-- begin STORED RECORDS --

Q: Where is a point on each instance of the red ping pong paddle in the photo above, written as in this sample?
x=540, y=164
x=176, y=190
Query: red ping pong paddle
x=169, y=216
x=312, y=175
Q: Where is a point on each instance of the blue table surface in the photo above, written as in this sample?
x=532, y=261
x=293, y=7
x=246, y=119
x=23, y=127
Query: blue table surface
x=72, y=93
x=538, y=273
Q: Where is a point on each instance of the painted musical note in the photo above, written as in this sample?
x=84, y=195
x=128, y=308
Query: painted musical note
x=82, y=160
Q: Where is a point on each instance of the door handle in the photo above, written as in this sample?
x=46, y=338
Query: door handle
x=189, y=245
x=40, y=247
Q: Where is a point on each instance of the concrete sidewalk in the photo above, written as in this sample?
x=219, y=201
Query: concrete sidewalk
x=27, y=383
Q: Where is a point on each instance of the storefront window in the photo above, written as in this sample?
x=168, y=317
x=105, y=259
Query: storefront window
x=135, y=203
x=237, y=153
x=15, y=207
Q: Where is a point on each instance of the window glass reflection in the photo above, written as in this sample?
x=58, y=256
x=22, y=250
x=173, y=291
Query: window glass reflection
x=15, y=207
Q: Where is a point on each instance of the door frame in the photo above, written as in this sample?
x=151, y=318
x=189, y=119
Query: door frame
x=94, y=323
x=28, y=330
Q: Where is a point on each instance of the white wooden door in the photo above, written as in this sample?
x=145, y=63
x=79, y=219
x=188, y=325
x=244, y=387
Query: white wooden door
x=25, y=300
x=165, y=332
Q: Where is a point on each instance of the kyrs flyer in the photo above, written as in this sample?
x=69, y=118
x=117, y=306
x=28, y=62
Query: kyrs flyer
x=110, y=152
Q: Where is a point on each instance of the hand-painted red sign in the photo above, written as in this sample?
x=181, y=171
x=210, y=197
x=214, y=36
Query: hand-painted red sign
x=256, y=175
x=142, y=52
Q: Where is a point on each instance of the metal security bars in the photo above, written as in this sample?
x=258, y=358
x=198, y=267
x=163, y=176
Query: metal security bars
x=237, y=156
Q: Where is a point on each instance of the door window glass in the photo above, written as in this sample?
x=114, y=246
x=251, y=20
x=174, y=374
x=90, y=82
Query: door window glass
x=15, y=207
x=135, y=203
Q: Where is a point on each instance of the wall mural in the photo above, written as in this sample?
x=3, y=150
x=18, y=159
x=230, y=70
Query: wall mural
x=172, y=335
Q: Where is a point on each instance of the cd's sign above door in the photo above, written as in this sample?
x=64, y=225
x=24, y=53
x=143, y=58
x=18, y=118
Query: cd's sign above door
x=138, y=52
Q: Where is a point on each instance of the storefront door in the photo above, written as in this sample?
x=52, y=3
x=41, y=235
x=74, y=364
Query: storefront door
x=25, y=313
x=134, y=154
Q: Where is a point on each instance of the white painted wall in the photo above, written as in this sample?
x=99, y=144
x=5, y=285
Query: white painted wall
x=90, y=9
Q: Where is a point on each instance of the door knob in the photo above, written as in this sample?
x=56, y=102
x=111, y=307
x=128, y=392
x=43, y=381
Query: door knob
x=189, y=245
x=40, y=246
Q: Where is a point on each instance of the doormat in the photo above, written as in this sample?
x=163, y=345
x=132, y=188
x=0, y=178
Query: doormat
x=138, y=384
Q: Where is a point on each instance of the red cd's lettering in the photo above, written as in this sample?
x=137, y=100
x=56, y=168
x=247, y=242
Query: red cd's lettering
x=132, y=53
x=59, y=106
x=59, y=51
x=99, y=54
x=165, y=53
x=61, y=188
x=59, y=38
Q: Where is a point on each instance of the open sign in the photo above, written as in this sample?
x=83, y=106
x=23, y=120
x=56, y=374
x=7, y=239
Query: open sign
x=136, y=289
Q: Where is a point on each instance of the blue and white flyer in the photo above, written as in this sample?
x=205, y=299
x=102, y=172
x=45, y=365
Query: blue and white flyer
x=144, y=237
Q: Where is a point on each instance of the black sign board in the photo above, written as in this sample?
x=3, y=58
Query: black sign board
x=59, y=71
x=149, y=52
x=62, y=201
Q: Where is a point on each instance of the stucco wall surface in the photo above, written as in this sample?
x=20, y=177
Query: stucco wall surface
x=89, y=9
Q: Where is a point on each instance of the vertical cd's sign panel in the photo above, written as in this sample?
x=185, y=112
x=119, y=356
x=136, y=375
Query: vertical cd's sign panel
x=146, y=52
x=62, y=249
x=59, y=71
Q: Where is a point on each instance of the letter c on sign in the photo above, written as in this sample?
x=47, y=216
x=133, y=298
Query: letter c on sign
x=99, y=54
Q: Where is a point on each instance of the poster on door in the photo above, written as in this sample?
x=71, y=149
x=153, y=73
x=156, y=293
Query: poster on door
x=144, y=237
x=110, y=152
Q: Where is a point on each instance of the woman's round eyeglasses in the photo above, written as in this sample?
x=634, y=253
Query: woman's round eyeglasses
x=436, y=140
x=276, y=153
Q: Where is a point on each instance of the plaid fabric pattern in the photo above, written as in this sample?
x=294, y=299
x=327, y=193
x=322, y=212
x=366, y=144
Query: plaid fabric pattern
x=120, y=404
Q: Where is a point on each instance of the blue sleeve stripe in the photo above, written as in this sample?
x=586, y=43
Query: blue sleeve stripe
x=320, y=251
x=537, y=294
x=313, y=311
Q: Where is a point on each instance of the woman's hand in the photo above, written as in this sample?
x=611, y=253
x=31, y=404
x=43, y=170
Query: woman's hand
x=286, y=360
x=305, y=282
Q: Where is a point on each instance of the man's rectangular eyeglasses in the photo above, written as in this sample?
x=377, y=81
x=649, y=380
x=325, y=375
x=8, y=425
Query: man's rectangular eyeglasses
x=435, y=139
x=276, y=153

-- end STORED RECORDS --

▶ [STATED EXERCISE] Take the line with "Q: Where is a point on each instance of the letter" and all lines after it through the end of the records, and write them out exactly; include nothing else.

▶ [SOLUTION TO THIS PROBLEM]
Q: Where is a point on each instance of the letter c on sign in the photo above, written as in this sample?
x=47, y=216
x=133, y=298
Query: letter c on sign
x=99, y=54
Q: Where is a point on each instance of the poster on door in the photo above, written as in this sample?
x=71, y=149
x=153, y=73
x=156, y=293
Query: poster on door
x=144, y=237
x=110, y=152
Q: Where is a point on each instance of the woman's round eyeglasses in the photo above, written as in this sample?
x=634, y=253
Query: woman's round eyeglasses
x=436, y=140
x=276, y=153
Q: Where is a point on each instance of the plaid fabric pattern in the photo above, written as in this sample?
x=294, y=299
x=327, y=193
x=322, y=212
x=366, y=144
Query: plaid fabric pattern
x=120, y=404
Q: Where is a point on each instance of the blue sleeve stripe in the photo above, written as in this sample?
x=586, y=43
Query: blue sleeve stripe
x=320, y=251
x=537, y=294
x=313, y=311
Q: Where is a point on each instance of the woman's hand in the photo above, written as in this sample?
x=611, y=253
x=31, y=404
x=43, y=170
Query: woman's hand
x=286, y=360
x=305, y=282
Q: Where is a point on each instance of the man's rectangular eyeglasses in the photo above, written as in this sample?
x=377, y=81
x=649, y=380
x=325, y=375
x=8, y=425
Query: man's rectangular eyeglasses
x=435, y=139
x=276, y=153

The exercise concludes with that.